The input:
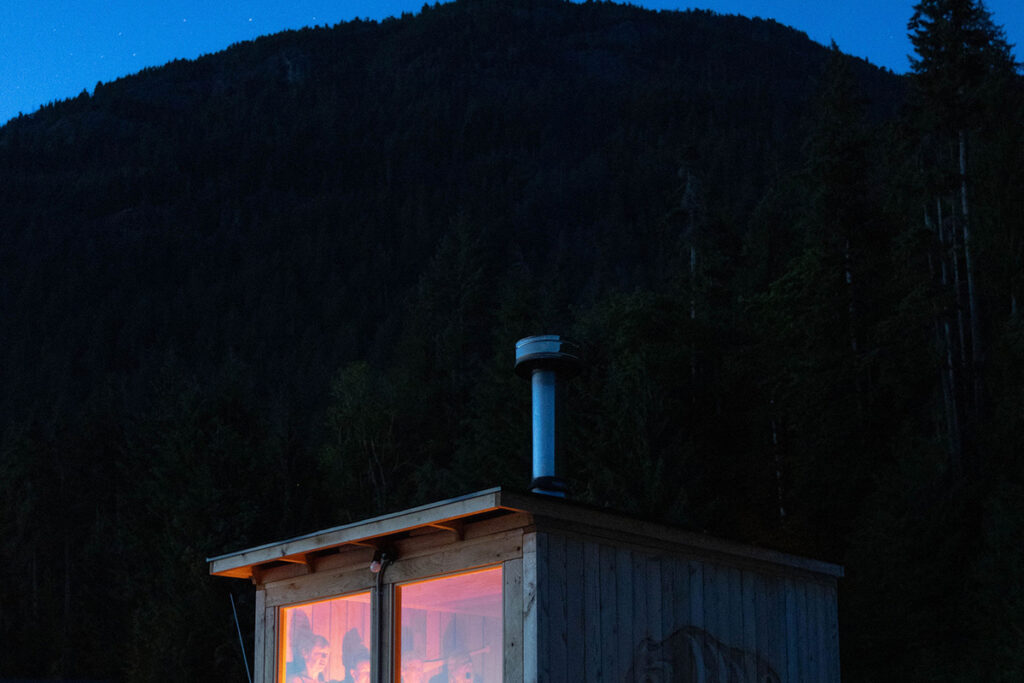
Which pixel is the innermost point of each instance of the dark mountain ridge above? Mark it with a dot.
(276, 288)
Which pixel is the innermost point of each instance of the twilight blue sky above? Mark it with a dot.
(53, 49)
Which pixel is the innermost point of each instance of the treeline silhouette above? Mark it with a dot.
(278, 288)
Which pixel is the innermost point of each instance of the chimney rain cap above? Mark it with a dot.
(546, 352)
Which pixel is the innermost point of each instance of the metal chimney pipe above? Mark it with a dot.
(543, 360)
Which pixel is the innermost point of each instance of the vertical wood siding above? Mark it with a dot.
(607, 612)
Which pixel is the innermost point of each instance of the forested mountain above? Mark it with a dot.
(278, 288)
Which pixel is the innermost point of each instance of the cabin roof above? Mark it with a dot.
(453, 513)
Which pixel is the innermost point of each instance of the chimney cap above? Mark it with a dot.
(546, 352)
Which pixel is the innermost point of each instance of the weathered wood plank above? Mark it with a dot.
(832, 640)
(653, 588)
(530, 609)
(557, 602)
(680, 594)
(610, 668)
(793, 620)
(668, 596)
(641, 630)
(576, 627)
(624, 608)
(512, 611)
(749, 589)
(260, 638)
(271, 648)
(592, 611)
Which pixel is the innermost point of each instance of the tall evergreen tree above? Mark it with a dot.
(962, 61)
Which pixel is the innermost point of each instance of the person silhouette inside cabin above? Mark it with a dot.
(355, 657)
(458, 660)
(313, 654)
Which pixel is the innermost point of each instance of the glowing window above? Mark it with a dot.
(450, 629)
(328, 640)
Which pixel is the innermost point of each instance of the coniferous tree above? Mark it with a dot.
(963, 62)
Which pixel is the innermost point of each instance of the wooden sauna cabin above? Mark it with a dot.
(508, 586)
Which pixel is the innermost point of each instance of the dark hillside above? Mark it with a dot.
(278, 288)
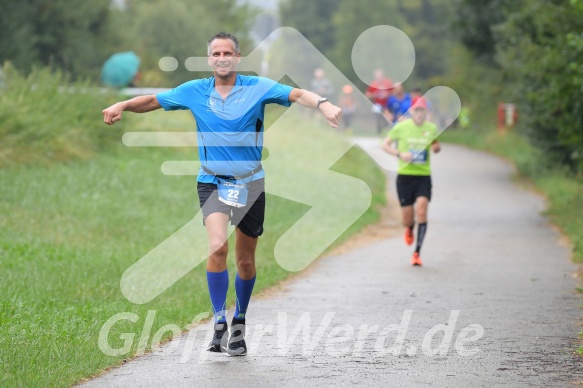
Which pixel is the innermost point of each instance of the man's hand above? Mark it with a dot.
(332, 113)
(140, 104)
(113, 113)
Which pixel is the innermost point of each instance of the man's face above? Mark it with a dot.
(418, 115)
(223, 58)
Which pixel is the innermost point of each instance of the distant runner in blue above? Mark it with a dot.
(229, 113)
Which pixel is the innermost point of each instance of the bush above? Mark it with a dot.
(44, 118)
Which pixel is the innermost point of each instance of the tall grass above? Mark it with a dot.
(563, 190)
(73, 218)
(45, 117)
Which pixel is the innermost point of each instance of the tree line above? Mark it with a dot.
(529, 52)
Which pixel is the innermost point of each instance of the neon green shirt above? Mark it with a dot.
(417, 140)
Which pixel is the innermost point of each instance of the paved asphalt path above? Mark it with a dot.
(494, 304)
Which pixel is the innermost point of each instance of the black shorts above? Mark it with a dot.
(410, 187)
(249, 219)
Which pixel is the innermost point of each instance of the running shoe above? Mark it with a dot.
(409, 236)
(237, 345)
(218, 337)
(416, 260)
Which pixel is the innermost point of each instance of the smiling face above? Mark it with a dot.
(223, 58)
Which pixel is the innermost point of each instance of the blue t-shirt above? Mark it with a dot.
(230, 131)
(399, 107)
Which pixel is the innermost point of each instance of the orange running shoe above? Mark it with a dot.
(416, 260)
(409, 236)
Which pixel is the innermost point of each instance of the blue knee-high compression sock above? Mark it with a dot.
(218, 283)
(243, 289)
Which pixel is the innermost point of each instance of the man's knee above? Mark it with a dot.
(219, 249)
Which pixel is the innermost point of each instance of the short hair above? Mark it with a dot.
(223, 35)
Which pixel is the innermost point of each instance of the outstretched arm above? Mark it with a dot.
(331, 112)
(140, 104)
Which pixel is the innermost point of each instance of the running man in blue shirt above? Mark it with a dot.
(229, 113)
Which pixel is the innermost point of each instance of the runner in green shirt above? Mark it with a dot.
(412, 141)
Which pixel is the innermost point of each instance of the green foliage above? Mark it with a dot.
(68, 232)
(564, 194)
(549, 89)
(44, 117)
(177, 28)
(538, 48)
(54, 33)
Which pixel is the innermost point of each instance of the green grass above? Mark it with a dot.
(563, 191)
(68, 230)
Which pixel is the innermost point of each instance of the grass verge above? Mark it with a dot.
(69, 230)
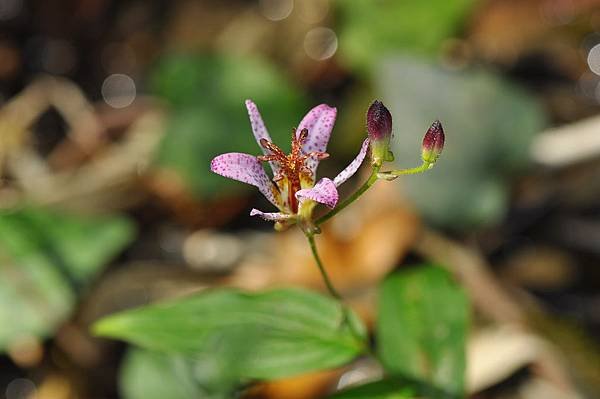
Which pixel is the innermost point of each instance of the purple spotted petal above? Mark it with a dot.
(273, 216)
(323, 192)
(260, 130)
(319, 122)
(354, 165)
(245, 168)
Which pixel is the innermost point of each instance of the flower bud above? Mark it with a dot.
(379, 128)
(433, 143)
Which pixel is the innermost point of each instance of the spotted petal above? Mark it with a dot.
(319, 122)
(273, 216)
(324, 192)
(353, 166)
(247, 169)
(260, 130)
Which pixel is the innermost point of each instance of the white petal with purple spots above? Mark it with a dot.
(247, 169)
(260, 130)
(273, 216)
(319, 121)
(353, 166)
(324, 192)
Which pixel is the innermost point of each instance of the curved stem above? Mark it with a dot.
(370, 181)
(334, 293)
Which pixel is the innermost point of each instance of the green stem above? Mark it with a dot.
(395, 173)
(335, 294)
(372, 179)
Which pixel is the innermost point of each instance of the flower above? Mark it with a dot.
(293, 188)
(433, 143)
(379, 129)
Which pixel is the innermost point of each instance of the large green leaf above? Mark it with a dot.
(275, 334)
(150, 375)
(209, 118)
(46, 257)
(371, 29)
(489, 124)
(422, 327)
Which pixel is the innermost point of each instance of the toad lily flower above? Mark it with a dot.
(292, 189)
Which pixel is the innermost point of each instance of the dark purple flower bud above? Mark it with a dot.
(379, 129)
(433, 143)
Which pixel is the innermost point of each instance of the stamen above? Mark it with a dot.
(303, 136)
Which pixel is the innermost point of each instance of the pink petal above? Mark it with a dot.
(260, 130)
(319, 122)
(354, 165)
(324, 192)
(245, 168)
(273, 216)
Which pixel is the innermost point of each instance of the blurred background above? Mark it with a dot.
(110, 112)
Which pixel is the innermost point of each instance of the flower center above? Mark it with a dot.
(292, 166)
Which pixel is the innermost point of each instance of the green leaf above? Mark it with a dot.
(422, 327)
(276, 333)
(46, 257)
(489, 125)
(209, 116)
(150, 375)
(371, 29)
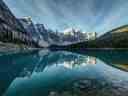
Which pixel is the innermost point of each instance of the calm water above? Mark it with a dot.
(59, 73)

Stated problem: Without the pictures, write out the whole listing above exactly as it appears.

Exercise answer:
Which pixel is the innermost point of each instance of the dark mountain ridge above? Mark it with a dot.
(276, 288)
Which pixel is the innermost point of each instance of the twilight blue sky above? Mark it with a dot.
(53, 49)
Which pixel is the innermost point of each instance of the treeline silhouette above? Mark it with a dot.
(278, 288)
Which pixel is the innermost point of each instance of the chimney rain cap above? Mark it with a dot.
(546, 352)
Which pixel is the innermost point of each instance of the metal chimney pipe above? Mark it with a dot.
(543, 360)
Which pixel is the innermost point of each instance of the vertical wood siding above? Mark it with a dot.
(607, 612)
Which pixel is the innermost point of each instance of the forested mountain above? Mark it with a dot.
(278, 288)
Which pixel is the innermost point of each instance of the cabin roof above? Mark it with a dot.
(453, 513)
Which pixel is the innermost point of each instance of the chimney cap above? Mark it with a dot.
(546, 352)
Which pixel is the innermost point of each instance of the weathered wood plank above? Mark it with a dot.
(832, 640)
(653, 588)
(530, 609)
(557, 602)
(680, 594)
(610, 668)
(793, 620)
(668, 596)
(641, 630)
(576, 627)
(624, 608)
(512, 611)
(749, 589)
(260, 638)
(271, 648)
(592, 611)
Which pixel is the innermost point of each instance of the tall evergreen tree above? Mark it with a dot.
(962, 61)
Which pixel is the innermost point of each instance of the person silhouette inside cabin above? Mark it with a dot.
(355, 657)
(458, 660)
(313, 654)
Which pixel is the innermost point of each instance of the glowing window above? Mark it with a dot.
(450, 629)
(328, 640)
Which pixel is the innermost point of each instance of the coniferous tree above? Mark it with a dot.
(963, 62)
Which pixel is the innermost point of each instance of the wooden sauna cabin above? Mark it with a dot.
(508, 586)
Which pixel is the innermost point of each instance of the dark hillside above? Mark it with a dot.
(278, 288)
Which pixel is the innermost point of each instance of the man's hand above? Mark it with a dot.
(332, 113)
(140, 104)
(113, 113)
Which pixel is the innermost point of each instance of the man's face above? Mark it with a dot.
(418, 115)
(223, 58)
Which pixel is the innermost point of each instance of the distant runner in blue above? Mark it with a dot.
(229, 113)
Which pixel is the innermost point of each instance of the bush above? Mark it with a dot.
(44, 118)
Which pixel is the innermost point of each instance of the tall grass above? Mark it with a dot.
(563, 190)
(73, 218)
(45, 117)
Which pixel is the innermost point of each instance of the tree line above? Mark it with a dot.
(529, 52)
Which pixel is the innermost point of each instance of the neon green shirt above? Mark it with a dot.
(417, 140)
Which pixel is the innermost point of each instance of the paved asphalt path above? Mark it with a dot.
(494, 304)
Which pixel is the innermost point of each instance of the black shorts above? Mark it with a dot.
(410, 187)
(249, 219)
Which pixel is the innermost point of each instance of the running shoe above? Mark it with a dot.
(409, 236)
(237, 345)
(218, 337)
(416, 260)
Which pixel is the innermost point of each instance of the smiling face above? Mark it with a dot.
(223, 58)
Which pixel is the innermost point of each instance of the blue t-shirt above? Mark it with a dot.
(230, 131)
(399, 107)
Which pixel is the innermost point of each instance of the orange running shoe above? Mark it with a dot.
(416, 260)
(409, 236)
Which pixel is the innermost point of each instance of the blue knee-high compression sock above? Mark it with a dot.
(218, 283)
(243, 289)
Which pixel is the innermost point of each instance of the man's knee above? Mark it with a dot.
(219, 249)
Which pixel is the innermost point of each instance of the short hair above? Mark it with a dot.
(223, 35)
Which pixel is the innermost point of each instance of the outstretched arm above? Mark it with a dot.
(331, 112)
(140, 104)
Which pixel is the innermost point of each instance of the running man in blue shirt above? Mark it with a dot.
(229, 113)
Which pixel is the innermost point of each instance of the runner in green shirt above? Mark it with a dot.
(412, 141)
Which pixel is the innermost point of each instance of the green foliage above? Mark it with a dot.
(68, 232)
(564, 194)
(549, 89)
(44, 117)
(177, 28)
(538, 48)
(54, 33)
Which pixel is the innermost point of each instance of the green grass above? Mark it with a dot.
(563, 191)
(68, 230)
Which pixel is the innermost point of each instance of the grass verge above? Mark it with a dot.
(69, 230)
Which pixel is the innermost point of each instance of the purple spotted petal above? Mark it with a dot.
(273, 216)
(323, 192)
(260, 130)
(319, 122)
(354, 165)
(245, 168)
Which pixel is the innermost point of each instance of the flower bud above? Mark it with a dot.
(379, 128)
(433, 143)
Which pixel is the innermost point of each instance of the spotted petal above? Mark it with a dot.
(319, 122)
(273, 216)
(324, 192)
(353, 166)
(247, 169)
(260, 130)
Which pixel is the innermost point of each instance of the white petal with purple spots above? Mark it with a dot.
(247, 169)
(260, 130)
(273, 216)
(319, 121)
(353, 166)
(324, 192)
Which pixel is the innermost point of each instance of the curved stem above? Mark it with a dot.
(370, 181)
(334, 293)
Which pixel is the innermost point of each instance of the green stem above? Mark it with a dot.
(395, 173)
(335, 294)
(372, 179)
Which pixel is the innermost point of each instance of the flower above? Mark it with a dot.
(293, 188)
(433, 143)
(379, 129)
Which pixel is the innermost point of each instance of the large green leaf above? Mark it with a dot.
(275, 334)
(150, 375)
(209, 118)
(46, 257)
(371, 29)
(489, 124)
(422, 327)
Which pixel is the innermost point of each instance of the toad lily flower above? Mark it with a dot.
(292, 189)
Which pixel is the innermost point of each instance of the dark purple flower bud above? Mark it with a dot.
(379, 129)
(433, 143)
Which pixel is the innermost point of each instance of the stamen above? Mark it with a dot.
(303, 136)
Which pixel is the innermost point of each instance of the pink petal above? Mark it with a dot.
(260, 130)
(319, 122)
(354, 165)
(324, 192)
(245, 168)
(273, 216)
Which pixel is the innermost point of each instance of the blurred background above? Mark it with a dot.
(110, 112)
Which pixel is the innermost point of each instance of the flower center above? Mark it with a dot.
(292, 166)
Which pixel is the innermost point of each instance of the green leaf above? Mark it with a dot.
(422, 327)
(276, 333)
(46, 257)
(489, 125)
(209, 116)
(150, 375)
(371, 29)
Which pixel is the innermost point of each instance of the calm water above? Mark it with a dot.
(59, 73)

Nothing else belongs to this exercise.